[Data entries]
____________
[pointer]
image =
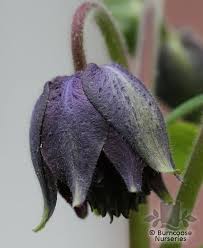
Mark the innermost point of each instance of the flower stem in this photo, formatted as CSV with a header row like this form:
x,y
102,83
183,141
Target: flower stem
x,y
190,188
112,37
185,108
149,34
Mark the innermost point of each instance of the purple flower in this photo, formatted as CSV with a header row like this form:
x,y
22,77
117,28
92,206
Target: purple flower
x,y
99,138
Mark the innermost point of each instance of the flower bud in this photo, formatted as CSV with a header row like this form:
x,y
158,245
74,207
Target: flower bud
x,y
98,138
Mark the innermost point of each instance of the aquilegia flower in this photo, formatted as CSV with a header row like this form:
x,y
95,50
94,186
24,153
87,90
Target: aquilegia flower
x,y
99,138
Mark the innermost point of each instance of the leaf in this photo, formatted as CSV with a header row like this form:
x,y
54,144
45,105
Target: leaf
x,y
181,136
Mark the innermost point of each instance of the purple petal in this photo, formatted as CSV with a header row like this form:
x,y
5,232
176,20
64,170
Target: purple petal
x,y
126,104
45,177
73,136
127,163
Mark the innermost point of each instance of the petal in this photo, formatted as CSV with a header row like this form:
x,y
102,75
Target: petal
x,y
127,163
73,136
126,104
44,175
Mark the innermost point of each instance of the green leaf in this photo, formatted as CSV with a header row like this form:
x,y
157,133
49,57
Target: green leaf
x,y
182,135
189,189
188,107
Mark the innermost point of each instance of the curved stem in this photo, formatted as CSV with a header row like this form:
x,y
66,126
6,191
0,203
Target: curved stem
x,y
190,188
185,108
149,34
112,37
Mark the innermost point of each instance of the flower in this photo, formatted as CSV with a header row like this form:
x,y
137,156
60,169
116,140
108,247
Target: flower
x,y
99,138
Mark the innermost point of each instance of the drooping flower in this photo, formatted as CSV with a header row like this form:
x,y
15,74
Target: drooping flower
____________
Problem requirements
Return only the number of lines in the preceding records that contain the string "drooping".

Solution
2